_ENUNCIADO DEL EJERCICIO_. Por favor, indica si cada afirmación concuerda con la carta abierta y responde sí o no, citando literalmente las palabras de la carta que lo deciden: 1. El autor es sacerdote de la diócesis de Orihuela-Alicante. 2. El autor sostiene que la oposición entre el bien y el mal es gradual. 3. Según la carta, León XIV afirmó que el matrimonio es un ideal.

TRIBUNE: Open letter to Leo XIV on the note «Una caro»

Por: Francisco José Vegara Cerezo - Sacerdote de la diócesis de Orihuela-Alicante.

TRIBUNE: Open letter to Leo XIV on the note «Una caro»

Santidad, voy a pasar a exponerle brevemente los principales errores que, a primera vista, he percibido en la nota magisterial Una caro, del Dicasterio para la Doctrina de la Fe, cuyo texto aparece en cursiva.

79. El Papa Francisco (…) con sano realismo, advierte del peligro de idealizar la unión matrimonial con deducciones inadecuadas, como si los misterios teológicos debieran encontrar una correspondencia perfecta en la vida de la pareja, y esta debiera ser perfecta en toda circunstancia. En realidad, esto crearía un constante sentimiento de culpa en los cónyuges más frágiles, que luchan y se esfuerzan al máximo por mantener su unión: No es bueno confundir diferentes niveles: no se debe imponer a dos personas limitadas la enorme carga de tener que reproducir a la perfección la unión que existe entre Cristo y su Iglesia, porque el matrimonio como signo implica un proceso dinámico, que avanza gradualmente con la integración progresiva de los dones de Dios.

Se critica la idealización de tener que ajustarse a los misterios teológicos, cuando precisamente la idealización consiste en pensar que los misterios teológicos son meras ideas separadas de la realidad e inalcanzables desde esta; pero eso es completamente falso, tanto respecto a los misterios teológicos, que han de ser reconocidos como realidades completamente objetivas —¿o acaso la Trinidad y la Encarnación, por ejemplo, son meras elucubraciones sin contenido real?—, como respecto a los principios morales, los cuales, dado el carácter práctico de la moral, tampoco son meros ideales, sino normas que se deben cumplir realmente. La aberración que de la concepción idealizadora de la moral se deriva es la de pensar que bastaría con realizar, en la práctica, una cierta y gradual aproximación a los mandamientos para que los actos ya fueran moralmente buenos; sin embargo, eso va contra la doctrina católica, que considera pecaminoso en su materia todo acto que no se ajuste íntegramente a los mandamientos, sino que en algún aspecto los contradiga, por cuanto la bondad moral del acto exige la de todos sus componentes, mientras que para la maldad basta con que solo un elemento no sea bueno. De ahí que la oposición entre el bien y el mal no sea gradual sino radical, mientras que la gradualidad está solo en la mayor perfección del acto bueno o en la mayor gravedad del acto malo.

81. Con motivo del Jubileo de las Familias, los Abuelos y los Ancianos, el Papa León XIV, dirigiéndose directamente a los esposos, reiteró que el matrimonio no es un ideal, sino el canon del verdadero amor entre el hombre y la mujer: un amor total, fiel y fecundo […]. Al transformarlos en una sola carne, este mismo amor los hace capaces, a imagen de Dios, de dar vida [111].

Efectivamente, el matrimonio no es un ideal, como tampoco lo son las normas morales que al mismo se aplican, ya que la fuerza de la normatividad reside en la exigencia del cumplimiento real; por tanto, aquí se observa una flagrante contradicción con lo expuesto anteriormente.

_Datos registrados_.
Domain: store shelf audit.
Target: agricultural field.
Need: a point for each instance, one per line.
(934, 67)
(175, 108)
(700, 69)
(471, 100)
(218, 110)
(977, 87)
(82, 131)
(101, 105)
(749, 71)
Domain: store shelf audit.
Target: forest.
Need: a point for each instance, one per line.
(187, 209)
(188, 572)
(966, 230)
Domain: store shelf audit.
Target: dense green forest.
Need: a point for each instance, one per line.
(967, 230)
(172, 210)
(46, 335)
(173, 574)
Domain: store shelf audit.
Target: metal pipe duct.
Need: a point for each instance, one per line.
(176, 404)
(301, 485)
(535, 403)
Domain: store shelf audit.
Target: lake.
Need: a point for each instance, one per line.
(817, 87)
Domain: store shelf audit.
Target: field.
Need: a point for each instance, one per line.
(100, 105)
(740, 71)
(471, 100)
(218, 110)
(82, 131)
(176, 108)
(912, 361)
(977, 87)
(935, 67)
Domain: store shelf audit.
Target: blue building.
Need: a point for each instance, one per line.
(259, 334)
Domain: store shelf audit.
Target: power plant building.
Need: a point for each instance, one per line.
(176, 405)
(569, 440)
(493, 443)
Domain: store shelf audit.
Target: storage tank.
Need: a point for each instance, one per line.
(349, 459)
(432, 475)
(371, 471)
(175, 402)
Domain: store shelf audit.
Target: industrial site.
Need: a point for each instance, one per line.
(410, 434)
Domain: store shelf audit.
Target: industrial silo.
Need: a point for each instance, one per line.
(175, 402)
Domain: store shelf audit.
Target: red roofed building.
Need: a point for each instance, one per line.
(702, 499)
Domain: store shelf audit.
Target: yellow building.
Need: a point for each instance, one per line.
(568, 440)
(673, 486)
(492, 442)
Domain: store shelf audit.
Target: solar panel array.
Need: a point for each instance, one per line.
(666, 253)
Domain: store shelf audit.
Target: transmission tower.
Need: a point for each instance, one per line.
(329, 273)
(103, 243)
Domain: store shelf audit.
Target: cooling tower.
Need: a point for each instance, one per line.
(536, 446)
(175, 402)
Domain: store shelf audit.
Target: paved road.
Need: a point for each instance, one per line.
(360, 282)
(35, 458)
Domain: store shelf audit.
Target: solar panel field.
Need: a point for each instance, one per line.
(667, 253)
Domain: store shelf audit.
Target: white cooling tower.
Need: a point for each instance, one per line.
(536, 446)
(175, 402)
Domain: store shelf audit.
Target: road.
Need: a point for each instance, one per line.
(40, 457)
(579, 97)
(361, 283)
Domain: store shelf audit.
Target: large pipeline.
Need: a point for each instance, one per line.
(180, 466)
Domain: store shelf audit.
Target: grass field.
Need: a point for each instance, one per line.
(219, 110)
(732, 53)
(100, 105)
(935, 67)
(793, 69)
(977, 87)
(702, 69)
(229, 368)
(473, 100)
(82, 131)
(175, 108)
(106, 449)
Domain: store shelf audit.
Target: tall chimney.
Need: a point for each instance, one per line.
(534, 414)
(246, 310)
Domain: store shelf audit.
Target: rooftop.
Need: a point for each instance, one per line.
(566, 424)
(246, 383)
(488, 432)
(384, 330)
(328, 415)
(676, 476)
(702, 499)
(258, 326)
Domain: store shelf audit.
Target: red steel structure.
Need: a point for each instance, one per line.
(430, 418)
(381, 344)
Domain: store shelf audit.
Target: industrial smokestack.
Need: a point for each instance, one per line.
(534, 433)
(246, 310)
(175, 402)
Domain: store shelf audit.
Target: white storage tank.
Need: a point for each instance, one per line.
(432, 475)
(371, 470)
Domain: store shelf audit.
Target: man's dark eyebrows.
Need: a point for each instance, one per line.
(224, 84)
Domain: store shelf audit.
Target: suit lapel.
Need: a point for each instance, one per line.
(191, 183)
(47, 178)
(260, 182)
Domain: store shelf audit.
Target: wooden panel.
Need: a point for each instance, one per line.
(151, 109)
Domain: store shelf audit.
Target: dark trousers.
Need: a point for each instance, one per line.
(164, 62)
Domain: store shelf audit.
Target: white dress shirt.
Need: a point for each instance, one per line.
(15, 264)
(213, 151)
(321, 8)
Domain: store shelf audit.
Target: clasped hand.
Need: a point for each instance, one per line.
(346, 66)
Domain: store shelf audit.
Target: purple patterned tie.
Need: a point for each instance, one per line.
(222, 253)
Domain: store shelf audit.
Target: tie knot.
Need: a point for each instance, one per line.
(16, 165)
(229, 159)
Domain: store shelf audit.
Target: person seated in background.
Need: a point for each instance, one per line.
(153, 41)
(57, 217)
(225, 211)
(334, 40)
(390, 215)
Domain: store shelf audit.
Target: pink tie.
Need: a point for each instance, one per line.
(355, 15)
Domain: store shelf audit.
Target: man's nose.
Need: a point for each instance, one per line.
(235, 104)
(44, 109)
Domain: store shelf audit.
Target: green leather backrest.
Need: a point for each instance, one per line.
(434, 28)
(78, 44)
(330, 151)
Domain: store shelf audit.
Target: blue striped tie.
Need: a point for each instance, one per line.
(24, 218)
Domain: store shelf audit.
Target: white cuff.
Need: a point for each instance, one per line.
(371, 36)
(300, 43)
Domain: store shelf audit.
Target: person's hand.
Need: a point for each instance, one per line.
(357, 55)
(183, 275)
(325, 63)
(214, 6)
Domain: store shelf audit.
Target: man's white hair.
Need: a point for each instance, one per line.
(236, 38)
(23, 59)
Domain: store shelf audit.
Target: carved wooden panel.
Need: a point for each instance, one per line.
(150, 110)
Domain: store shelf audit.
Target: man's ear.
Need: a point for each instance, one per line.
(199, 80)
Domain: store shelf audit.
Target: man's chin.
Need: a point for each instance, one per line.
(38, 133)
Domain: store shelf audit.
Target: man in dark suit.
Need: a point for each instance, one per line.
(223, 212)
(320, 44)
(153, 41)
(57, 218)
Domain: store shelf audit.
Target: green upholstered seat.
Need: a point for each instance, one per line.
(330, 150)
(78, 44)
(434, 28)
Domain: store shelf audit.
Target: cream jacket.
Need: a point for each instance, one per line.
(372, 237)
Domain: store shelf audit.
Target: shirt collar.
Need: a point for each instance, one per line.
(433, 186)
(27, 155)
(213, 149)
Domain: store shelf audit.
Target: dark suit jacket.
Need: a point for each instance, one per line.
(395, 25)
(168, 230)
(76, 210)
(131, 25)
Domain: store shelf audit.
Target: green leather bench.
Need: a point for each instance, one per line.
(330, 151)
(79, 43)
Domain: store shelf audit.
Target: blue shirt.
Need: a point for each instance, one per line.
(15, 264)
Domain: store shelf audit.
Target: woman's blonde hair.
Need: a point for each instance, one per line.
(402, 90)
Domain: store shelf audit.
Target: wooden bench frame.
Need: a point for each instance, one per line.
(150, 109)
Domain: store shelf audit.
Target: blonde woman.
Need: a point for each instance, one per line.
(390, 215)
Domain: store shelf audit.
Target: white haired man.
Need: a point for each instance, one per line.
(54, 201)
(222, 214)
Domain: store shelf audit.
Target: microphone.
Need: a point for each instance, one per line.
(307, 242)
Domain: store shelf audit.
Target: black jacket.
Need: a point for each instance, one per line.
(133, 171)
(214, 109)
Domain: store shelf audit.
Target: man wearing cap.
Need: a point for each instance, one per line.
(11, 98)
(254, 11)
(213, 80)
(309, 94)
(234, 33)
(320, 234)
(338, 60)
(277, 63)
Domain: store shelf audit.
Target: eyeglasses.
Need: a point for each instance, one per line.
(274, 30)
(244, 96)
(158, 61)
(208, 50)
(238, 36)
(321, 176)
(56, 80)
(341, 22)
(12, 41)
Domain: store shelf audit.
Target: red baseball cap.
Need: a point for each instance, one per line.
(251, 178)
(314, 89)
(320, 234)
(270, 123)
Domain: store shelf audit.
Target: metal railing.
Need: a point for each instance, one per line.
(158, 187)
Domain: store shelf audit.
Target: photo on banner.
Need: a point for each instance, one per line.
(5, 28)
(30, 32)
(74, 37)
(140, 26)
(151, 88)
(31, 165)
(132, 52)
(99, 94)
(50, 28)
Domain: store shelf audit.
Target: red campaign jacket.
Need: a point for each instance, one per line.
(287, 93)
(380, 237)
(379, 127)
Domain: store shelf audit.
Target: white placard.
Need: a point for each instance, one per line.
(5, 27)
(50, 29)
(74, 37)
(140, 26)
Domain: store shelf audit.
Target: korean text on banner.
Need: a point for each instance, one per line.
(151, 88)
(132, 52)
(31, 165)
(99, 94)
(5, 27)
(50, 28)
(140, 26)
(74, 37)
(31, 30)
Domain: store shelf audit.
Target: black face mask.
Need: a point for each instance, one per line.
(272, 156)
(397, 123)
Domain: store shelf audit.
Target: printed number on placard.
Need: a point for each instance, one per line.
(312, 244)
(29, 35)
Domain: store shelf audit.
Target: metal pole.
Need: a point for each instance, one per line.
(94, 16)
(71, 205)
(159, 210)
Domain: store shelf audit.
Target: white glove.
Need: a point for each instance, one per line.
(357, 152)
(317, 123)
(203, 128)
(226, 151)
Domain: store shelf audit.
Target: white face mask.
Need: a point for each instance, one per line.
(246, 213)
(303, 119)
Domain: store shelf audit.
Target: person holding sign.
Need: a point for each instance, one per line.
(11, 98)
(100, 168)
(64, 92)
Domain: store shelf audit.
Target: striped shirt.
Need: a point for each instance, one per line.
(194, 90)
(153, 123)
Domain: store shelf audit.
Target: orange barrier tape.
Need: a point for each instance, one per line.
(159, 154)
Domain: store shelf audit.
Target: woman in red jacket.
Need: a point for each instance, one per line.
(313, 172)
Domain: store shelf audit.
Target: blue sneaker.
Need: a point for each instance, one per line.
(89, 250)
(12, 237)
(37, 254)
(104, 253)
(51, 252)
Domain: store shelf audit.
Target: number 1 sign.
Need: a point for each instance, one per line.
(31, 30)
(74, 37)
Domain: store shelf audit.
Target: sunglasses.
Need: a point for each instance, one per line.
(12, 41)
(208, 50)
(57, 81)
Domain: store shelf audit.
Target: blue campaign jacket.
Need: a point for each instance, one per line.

_SOLUCIÓN DEL EJERCICIO_.
1. Sí: «Sacerdote de la diócesis de Orihuela-Alicante».
2. No: «la oposición entre el bien y el mal no sea gradual sino radical».
3. No: «reiteró que el matrimonio no es un ideal».